[Pointing dataset excerpts]
** BEGIN **
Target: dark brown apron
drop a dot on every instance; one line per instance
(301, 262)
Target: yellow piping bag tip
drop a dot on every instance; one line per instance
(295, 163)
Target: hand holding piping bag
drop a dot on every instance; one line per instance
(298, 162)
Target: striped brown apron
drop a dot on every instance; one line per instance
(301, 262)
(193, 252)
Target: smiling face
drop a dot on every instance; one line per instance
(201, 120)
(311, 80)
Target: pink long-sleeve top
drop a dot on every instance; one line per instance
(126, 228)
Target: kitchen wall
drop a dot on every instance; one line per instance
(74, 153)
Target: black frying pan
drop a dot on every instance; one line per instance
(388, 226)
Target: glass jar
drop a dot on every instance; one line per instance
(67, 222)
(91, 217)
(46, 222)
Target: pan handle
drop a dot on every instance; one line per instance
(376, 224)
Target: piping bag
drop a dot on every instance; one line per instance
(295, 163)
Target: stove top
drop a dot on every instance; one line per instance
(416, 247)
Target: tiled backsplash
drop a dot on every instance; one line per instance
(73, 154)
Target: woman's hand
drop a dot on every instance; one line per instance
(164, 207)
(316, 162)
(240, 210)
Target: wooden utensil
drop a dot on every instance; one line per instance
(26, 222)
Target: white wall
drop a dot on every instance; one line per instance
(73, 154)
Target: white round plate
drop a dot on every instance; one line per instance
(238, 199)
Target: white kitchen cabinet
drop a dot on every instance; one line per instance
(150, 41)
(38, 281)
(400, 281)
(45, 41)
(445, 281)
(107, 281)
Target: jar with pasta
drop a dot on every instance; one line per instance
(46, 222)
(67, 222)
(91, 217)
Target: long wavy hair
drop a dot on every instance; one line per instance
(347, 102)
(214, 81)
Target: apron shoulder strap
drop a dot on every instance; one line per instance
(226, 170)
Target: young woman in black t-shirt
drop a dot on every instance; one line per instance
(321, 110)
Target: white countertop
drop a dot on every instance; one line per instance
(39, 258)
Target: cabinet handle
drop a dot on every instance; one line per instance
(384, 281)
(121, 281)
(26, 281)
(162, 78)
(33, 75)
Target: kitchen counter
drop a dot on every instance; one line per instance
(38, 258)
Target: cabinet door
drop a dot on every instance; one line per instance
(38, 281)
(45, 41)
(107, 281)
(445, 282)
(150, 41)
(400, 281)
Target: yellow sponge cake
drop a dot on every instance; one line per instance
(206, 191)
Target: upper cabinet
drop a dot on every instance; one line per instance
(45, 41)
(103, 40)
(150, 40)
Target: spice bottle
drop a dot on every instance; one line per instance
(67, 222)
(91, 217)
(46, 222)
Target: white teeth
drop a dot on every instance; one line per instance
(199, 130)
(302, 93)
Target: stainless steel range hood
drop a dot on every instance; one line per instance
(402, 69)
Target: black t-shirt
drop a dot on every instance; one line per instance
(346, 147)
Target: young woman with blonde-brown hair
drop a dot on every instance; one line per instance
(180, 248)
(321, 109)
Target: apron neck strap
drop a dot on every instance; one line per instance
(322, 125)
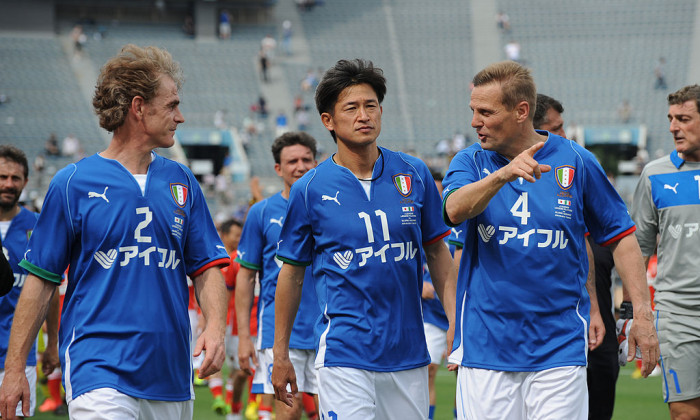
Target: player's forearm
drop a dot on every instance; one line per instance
(52, 318)
(630, 266)
(210, 290)
(32, 307)
(590, 280)
(245, 293)
(471, 200)
(287, 300)
(444, 276)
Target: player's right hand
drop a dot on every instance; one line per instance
(283, 375)
(525, 166)
(15, 388)
(246, 354)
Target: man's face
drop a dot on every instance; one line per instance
(356, 117)
(295, 161)
(553, 122)
(684, 122)
(162, 114)
(12, 182)
(496, 126)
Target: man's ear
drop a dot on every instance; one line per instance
(522, 111)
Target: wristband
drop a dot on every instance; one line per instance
(626, 310)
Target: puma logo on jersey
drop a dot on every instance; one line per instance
(343, 260)
(93, 194)
(325, 197)
(106, 259)
(668, 187)
(486, 232)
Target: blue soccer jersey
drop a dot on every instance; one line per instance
(521, 298)
(13, 245)
(256, 251)
(124, 323)
(366, 258)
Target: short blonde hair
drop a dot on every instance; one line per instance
(516, 82)
(135, 71)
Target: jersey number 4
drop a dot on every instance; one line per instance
(520, 209)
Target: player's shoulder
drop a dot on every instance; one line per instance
(662, 165)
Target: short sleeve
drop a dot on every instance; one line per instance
(48, 251)
(250, 247)
(203, 248)
(645, 215)
(296, 238)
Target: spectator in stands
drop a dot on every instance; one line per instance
(287, 37)
(224, 25)
(503, 22)
(269, 45)
(51, 146)
(512, 49)
(624, 112)
(188, 26)
(263, 60)
(79, 40)
(70, 146)
(660, 74)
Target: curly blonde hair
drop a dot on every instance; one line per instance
(135, 71)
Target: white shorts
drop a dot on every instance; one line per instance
(558, 393)
(348, 393)
(110, 404)
(232, 351)
(303, 363)
(436, 338)
(30, 372)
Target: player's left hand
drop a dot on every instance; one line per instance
(283, 374)
(643, 335)
(596, 331)
(211, 341)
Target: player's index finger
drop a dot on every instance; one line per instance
(533, 149)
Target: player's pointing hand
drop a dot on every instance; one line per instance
(524, 165)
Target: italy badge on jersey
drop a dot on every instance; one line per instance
(565, 176)
(179, 192)
(403, 184)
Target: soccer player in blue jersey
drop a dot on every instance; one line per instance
(666, 208)
(527, 197)
(131, 225)
(16, 224)
(294, 154)
(360, 220)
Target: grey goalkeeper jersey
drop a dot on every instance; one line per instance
(667, 203)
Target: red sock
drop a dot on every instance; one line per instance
(229, 392)
(236, 407)
(54, 386)
(264, 411)
(309, 404)
(251, 396)
(216, 386)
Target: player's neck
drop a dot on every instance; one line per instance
(360, 161)
(134, 159)
(8, 214)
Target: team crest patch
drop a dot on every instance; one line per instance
(403, 184)
(179, 192)
(565, 176)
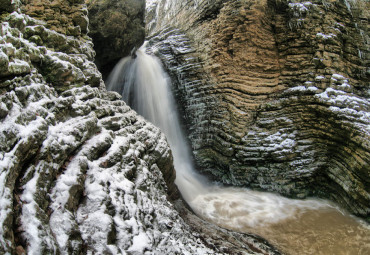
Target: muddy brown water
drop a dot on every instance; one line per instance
(293, 226)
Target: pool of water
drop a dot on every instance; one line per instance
(294, 226)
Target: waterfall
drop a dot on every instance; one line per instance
(145, 86)
(290, 224)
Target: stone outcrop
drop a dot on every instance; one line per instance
(275, 94)
(80, 172)
(116, 27)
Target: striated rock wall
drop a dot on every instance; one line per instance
(80, 172)
(275, 93)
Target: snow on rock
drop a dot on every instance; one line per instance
(80, 172)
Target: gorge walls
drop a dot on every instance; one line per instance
(116, 27)
(275, 94)
(80, 172)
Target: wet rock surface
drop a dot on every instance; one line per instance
(274, 93)
(80, 172)
(116, 27)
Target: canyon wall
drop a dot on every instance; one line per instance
(80, 172)
(116, 27)
(275, 94)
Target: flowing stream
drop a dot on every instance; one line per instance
(309, 226)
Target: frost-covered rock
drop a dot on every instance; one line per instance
(275, 94)
(80, 172)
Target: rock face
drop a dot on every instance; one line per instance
(275, 93)
(80, 172)
(116, 27)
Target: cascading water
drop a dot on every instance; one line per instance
(295, 226)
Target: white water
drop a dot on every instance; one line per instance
(146, 88)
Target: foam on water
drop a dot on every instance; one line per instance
(296, 226)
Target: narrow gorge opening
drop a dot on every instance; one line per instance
(310, 226)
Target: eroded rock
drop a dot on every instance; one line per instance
(275, 93)
(116, 27)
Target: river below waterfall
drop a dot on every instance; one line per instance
(309, 226)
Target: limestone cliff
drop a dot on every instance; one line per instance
(275, 93)
(80, 172)
(116, 27)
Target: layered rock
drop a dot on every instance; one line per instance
(116, 27)
(80, 172)
(275, 93)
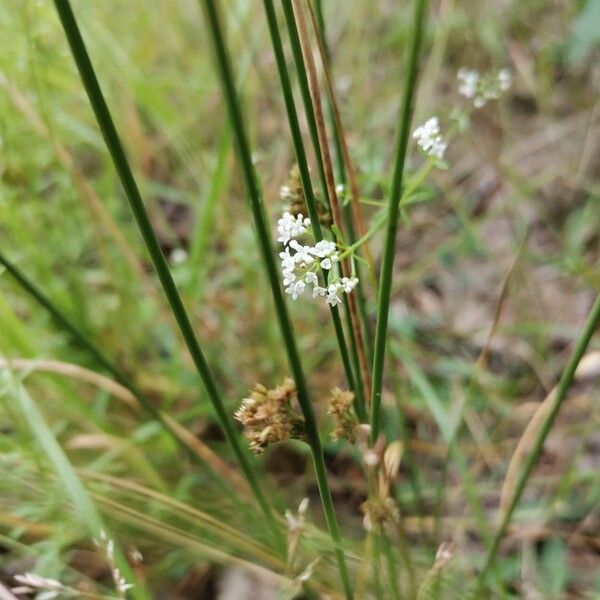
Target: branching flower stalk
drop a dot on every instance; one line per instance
(309, 197)
(346, 164)
(314, 136)
(346, 172)
(331, 191)
(385, 285)
(133, 195)
(264, 240)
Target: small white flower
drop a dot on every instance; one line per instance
(295, 289)
(482, 88)
(287, 260)
(311, 278)
(303, 256)
(348, 283)
(288, 277)
(323, 248)
(332, 298)
(178, 256)
(285, 192)
(429, 139)
(290, 227)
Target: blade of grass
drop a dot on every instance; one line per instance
(205, 216)
(311, 202)
(387, 266)
(170, 425)
(564, 384)
(134, 197)
(266, 248)
(345, 168)
(72, 484)
(314, 136)
(354, 321)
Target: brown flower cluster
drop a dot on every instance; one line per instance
(268, 416)
(345, 422)
(382, 464)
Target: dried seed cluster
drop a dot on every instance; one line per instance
(345, 422)
(269, 416)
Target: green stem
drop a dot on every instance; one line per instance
(264, 240)
(117, 153)
(307, 186)
(564, 384)
(314, 136)
(385, 285)
(339, 157)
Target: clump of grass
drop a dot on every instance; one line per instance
(380, 532)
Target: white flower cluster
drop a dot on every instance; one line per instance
(429, 139)
(300, 264)
(482, 88)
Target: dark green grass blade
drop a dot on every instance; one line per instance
(103, 361)
(314, 136)
(121, 164)
(592, 323)
(307, 186)
(387, 266)
(266, 249)
(341, 173)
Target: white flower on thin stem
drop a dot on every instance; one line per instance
(295, 289)
(288, 262)
(429, 139)
(288, 277)
(300, 263)
(332, 298)
(482, 88)
(348, 283)
(311, 278)
(323, 248)
(303, 256)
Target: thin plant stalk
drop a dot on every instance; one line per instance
(330, 184)
(311, 202)
(387, 266)
(133, 195)
(352, 211)
(314, 136)
(590, 326)
(266, 248)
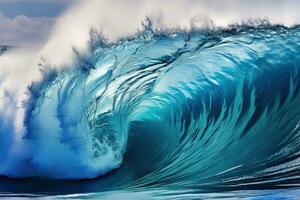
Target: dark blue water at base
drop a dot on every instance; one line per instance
(211, 114)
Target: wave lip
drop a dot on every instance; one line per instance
(215, 109)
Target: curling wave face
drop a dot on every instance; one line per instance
(198, 110)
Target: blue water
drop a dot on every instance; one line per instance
(204, 114)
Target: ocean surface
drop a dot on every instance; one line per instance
(212, 114)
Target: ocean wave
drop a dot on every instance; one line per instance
(197, 110)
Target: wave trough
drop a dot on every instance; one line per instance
(199, 110)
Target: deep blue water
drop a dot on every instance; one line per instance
(205, 114)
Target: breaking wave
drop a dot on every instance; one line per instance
(198, 110)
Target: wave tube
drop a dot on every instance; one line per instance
(197, 110)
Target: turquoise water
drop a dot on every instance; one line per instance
(205, 114)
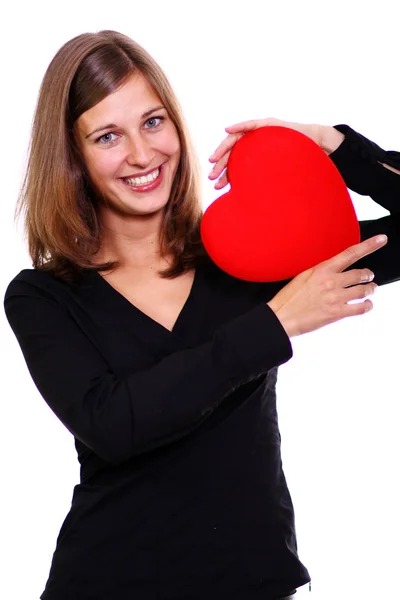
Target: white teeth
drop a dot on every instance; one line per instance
(136, 181)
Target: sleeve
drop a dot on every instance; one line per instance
(119, 417)
(359, 163)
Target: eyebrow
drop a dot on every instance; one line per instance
(112, 125)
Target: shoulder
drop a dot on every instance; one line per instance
(38, 282)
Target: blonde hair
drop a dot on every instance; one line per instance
(60, 207)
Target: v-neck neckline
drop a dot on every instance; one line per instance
(144, 316)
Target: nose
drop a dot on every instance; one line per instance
(139, 151)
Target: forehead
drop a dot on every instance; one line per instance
(131, 100)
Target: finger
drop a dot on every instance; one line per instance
(222, 181)
(349, 256)
(225, 146)
(245, 126)
(355, 277)
(359, 308)
(219, 166)
(358, 292)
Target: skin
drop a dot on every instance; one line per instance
(132, 220)
(322, 294)
(136, 144)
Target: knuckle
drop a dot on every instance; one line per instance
(328, 285)
(350, 254)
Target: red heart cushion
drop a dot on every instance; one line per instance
(288, 208)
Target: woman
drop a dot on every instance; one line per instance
(162, 366)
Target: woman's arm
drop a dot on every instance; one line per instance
(371, 171)
(119, 417)
(366, 169)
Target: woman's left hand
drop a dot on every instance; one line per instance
(221, 155)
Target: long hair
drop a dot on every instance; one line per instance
(62, 225)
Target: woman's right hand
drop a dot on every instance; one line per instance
(320, 295)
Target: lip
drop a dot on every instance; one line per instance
(148, 187)
(143, 174)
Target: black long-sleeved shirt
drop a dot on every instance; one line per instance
(182, 492)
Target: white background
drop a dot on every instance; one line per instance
(322, 62)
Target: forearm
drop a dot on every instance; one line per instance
(331, 139)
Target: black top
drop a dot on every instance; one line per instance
(182, 492)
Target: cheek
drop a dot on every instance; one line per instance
(102, 165)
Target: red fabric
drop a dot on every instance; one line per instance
(288, 208)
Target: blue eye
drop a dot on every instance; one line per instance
(152, 119)
(103, 139)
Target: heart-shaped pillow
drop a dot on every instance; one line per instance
(288, 208)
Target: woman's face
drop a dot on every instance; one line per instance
(131, 149)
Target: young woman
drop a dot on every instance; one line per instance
(162, 366)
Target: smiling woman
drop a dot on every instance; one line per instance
(107, 84)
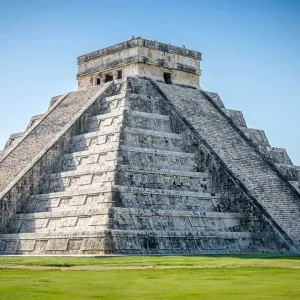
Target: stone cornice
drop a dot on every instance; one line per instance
(139, 42)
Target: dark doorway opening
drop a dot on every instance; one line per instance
(120, 74)
(108, 78)
(167, 78)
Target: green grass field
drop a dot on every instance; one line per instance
(167, 277)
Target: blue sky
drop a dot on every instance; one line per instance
(250, 53)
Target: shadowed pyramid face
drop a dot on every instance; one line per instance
(137, 167)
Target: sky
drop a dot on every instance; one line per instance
(250, 52)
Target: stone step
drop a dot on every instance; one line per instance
(132, 137)
(66, 200)
(88, 176)
(164, 192)
(145, 157)
(136, 119)
(130, 156)
(149, 104)
(66, 221)
(123, 218)
(104, 121)
(103, 156)
(163, 179)
(53, 243)
(152, 219)
(153, 139)
(85, 233)
(131, 197)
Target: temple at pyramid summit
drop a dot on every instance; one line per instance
(139, 161)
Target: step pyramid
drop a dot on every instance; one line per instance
(138, 166)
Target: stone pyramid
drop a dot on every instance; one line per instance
(140, 160)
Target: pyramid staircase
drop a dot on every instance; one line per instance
(125, 176)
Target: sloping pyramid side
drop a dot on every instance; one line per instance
(265, 184)
(39, 207)
(129, 177)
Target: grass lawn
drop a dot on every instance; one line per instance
(221, 277)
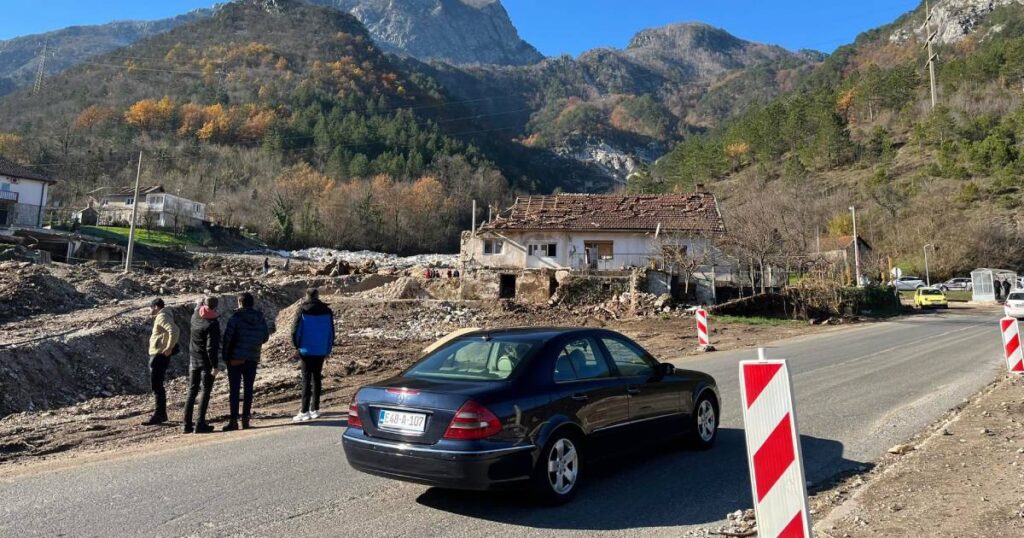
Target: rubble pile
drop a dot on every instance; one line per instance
(15, 253)
(429, 322)
(379, 259)
(403, 288)
(635, 303)
(31, 290)
(739, 524)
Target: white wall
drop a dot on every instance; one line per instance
(29, 192)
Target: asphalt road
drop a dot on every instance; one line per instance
(858, 392)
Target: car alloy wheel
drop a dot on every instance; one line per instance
(707, 421)
(563, 466)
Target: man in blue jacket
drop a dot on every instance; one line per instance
(312, 334)
(247, 332)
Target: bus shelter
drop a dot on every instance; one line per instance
(984, 281)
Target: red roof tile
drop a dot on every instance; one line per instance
(692, 212)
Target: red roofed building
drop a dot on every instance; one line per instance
(595, 233)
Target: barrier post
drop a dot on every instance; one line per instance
** END **
Convert the lines running from the line with "Target: barrier post" through the end of the records into a JSON list of strings, one per line, leaving out blank lines.

[
  "Target: barrier post",
  "drop a dot on every instance; one line per instance"
]